▶ **Work to complete**: Repeat the entries that follow, exactly as they are written.

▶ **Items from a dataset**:
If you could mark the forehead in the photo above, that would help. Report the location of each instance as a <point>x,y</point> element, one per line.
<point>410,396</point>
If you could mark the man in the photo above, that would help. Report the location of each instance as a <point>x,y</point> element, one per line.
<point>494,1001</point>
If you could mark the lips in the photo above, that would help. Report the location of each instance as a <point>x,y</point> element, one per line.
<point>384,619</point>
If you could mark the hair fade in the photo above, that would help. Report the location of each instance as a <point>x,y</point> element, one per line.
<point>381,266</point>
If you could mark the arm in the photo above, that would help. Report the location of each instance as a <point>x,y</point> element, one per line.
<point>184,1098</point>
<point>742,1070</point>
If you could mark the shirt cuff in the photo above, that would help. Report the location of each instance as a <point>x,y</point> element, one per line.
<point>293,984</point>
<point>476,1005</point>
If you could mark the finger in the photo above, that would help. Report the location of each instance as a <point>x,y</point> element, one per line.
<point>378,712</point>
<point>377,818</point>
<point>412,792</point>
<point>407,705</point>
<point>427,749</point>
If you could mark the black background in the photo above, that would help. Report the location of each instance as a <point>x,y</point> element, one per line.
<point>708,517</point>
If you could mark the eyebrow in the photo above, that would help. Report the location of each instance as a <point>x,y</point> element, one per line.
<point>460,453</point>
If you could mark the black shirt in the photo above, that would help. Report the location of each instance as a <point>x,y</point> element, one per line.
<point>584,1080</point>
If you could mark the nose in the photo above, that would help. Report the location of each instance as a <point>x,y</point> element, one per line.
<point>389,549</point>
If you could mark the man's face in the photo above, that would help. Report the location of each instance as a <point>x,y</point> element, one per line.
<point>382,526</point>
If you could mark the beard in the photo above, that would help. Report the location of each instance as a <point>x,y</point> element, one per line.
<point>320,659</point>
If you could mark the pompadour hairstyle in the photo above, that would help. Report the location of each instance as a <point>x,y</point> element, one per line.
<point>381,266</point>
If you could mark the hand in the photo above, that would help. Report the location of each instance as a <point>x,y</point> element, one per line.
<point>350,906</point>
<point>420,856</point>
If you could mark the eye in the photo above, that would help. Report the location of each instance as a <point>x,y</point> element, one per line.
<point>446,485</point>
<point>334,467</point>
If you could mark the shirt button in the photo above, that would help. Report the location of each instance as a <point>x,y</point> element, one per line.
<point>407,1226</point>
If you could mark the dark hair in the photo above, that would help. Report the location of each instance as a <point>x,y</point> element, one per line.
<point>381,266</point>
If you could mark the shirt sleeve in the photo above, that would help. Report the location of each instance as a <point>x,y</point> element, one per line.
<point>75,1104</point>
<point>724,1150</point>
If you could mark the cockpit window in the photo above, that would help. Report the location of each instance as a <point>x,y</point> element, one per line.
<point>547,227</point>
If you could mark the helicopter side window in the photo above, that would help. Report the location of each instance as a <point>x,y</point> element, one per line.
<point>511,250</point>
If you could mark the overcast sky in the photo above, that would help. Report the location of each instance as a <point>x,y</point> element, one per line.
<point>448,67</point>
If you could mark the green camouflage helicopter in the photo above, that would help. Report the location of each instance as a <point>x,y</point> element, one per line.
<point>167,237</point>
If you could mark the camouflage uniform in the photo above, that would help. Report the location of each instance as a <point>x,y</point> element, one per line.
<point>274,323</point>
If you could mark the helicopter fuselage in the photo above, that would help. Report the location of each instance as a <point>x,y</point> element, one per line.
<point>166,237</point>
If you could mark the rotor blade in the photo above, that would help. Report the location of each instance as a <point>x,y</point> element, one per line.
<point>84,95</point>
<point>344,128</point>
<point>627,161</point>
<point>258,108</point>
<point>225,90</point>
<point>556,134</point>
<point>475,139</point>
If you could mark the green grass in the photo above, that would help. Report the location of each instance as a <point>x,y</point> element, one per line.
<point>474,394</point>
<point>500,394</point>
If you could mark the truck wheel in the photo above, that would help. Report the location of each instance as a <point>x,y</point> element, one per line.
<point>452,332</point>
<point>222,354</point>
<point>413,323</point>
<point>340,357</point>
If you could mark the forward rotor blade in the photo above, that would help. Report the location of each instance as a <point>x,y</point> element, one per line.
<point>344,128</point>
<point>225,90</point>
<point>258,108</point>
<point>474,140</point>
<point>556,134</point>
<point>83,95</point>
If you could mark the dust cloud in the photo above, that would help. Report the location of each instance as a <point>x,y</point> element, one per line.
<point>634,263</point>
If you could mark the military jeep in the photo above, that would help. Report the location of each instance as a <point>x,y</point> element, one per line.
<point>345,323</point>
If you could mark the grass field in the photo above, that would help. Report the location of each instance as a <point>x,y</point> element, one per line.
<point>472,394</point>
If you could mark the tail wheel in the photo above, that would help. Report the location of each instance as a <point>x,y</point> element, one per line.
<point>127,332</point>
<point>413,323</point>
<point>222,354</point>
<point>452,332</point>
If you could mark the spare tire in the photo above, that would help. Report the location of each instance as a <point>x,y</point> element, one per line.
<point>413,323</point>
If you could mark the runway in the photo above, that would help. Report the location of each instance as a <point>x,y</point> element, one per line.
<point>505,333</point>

▶ **Response area**:
If you could mark the forehead in the photo above, that would help. Report the location of each instance as a <point>x,y</point> element, one per line.
<point>410,396</point>
If you could mark the man in the photo above, that would help. Report the location of each instance as a <point>x,y</point> element, one per line.
<point>494,1001</point>
If you could mark the lips in the photo above, that would help. Report the location of each instance as a <point>x,y</point> element, one per line.
<point>384,619</point>
If you could mark the hair fade in the photo above, that would help. Report the location of each instance as a <point>x,y</point> element, one per line.
<point>381,266</point>
If you could mark the arm in the photo above, that would help. Report the location of each instance as a <point>x,y</point> element, one per line.
<point>184,1098</point>
<point>742,1070</point>
If you could mark the shirt cuff in the photo above, that would help. Report the location of each instance as a <point>x,y</point> element, one per line.
<point>293,984</point>
<point>476,1005</point>
If you could mark the finger in the photo above, that would help. Report the location of each instance as a <point>x,y</point> element, one per line.
<point>378,712</point>
<point>377,818</point>
<point>412,792</point>
<point>407,705</point>
<point>427,749</point>
If you could mark the black background in the photo above, that would help. Report the location of each instance as a <point>x,y</point> element, one per line.
<point>708,517</point>
If you could mark the eyebrow in the photo above, that would help. Report the location of each instance as a <point>x,y</point> element, one per line.
<point>460,453</point>
If you could mark the black shirt in the photo above, that would help. Report the location of each instance as a <point>x,y</point> element, one per line.
<point>584,1080</point>
If you could mark the nose in the photo above, that would help. Report the location of each instance as a <point>x,y</point> element, one per line.
<point>389,549</point>
If you could mark the man's face in the photo above, that would help. Report the location of each instance as a <point>x,y</point> element, one per line.
<point>382,526</point>
If you could mark the beard in the photo above, that would help. Report the location of each instance as a <point>x,y</point> element, one per line.
<point>320,659</point>
If you could mark the pompadour hairstyle in the photo above, that would help. Report the location of each instance as a <point>x,y</point> element, one per line.
<point>381,266</point>
If you could mark the hand in the photo above, that would help. Report the location of each instance as a <point>x,y</point> element, one per line.
<point>350,906</point>
<point>420,856</point>
If you could mark the eye in the photo above, that would help. Report the location of each instance as a <point>x,y</point> element, one per line.
<point>446,485</point>
<point>334,467</point>
If you could mark the shirt button in the photo above, that would help. Report the location of each instance as a <point>x,y</point> element, one per line.
<point>407,1226</point>
If you could mark the dark hair in the photo above, that would help. Report the location of each instance as a <point>x,y</point> element, one per line.
<point>381,266</point>
If you could mark the shirt sleeve in the photo above, that would help. Report the location of each instance as a <point>x,y</point> element, one per line.
<point>75,1104</point>
<point>724,1150</point>
If you could mark the cockpit window in the photo above, that would help. Report the location of each instance as a <point>x,y</point> element, one per line.
<point>547,227</point>
If you could mark the helicopter side window in the photo above, that would help. Report the location of each instance as a <point>x,y</point> element, one per line.
<point>511,250</point>
If you could mark the overcast sky in the photo above, that would help. Report the location of each instance as a <point>x,y</point> element, one per line.
<point>448,67</point>
If you could mark the green camouflage helicopter in the photo above, that would help. Report the location of each instance as a <point>x,y</point> element, one per line.
<point>167,237</point>
If you could mark the camouflage uniform in the photo above, that would help. Report the location of each instance as a <point>x,y</point> element, one per line.
<point>274,323</point>
If you could mark the helicopter fuselage in the photo above, that would help. Report the location of each instance as a <point>x,y</point> element, one per line.
<point>166,237</point>
If you could mark the rotor blade in the photo above, that would help. Report the location of each instance as a <point>x,y</point> element, one per line.
<point>84,95</point>
<point>344,128</point>
<point>627,161</point>
<point>258,108</point>
<point>225,90</point>
<point>556,134</point>
<point>475,139</point>
If you could mark the green grass in the photo above, that would help. Report the location of each instance as a <point>x,y</point> element, one per line.
<point>474,394</point>
<point>500,394</point>
If you could mark the truck wheel in the photo above, that would help. Report the location of each instance as a <point>x,y</point> element, one per line.
<point>452,332</point>
<point>222,354</point>
<point>413,323</point>
<point>340,357</point>
If you could mark the forward rotor blade in the photo above, that would help. Report the location of each instance as a <point>x,y</point> element, one per line.
<point>344,128</point>
<point>225,90</point>
<point>258,108</point>
<point>474,140</point>
<point>556,134</point>
<point>83,95</point>
If you could mark the dust cloud in the photo above, that would help. Report the location of each instance as a <point>x,y</point> element, one per line.
<point>634,263</point>
If you could mark the military jeep in the photo above, that would help. Report the location of each instance as a <point>x,y</point> element, one per line.
<point>345,323</point>
If you could mark the grass field in the photo above, that would help. Report the location of each instance as a <point>x,y</point> element, one per line.
<point>472,394</point>
If you could mark the tail wheel in the photo above, that would help. Report the location of each instance as a <point>x,y</point> element, one per line.
<point>127,332</point>
<point>413,323</point>
<point>222,354</point>
<point>452,332</point>
If you could mark the spare tire in the photo above, that would help. Report the location of each instance as a <point>x,y</point> element, one per line.
<point>413,323</point>
If you could mark the runway in the photo above, that would help. Report the location of each instance as a <point>x,y</point> element, one per line.
<point>505,333</point>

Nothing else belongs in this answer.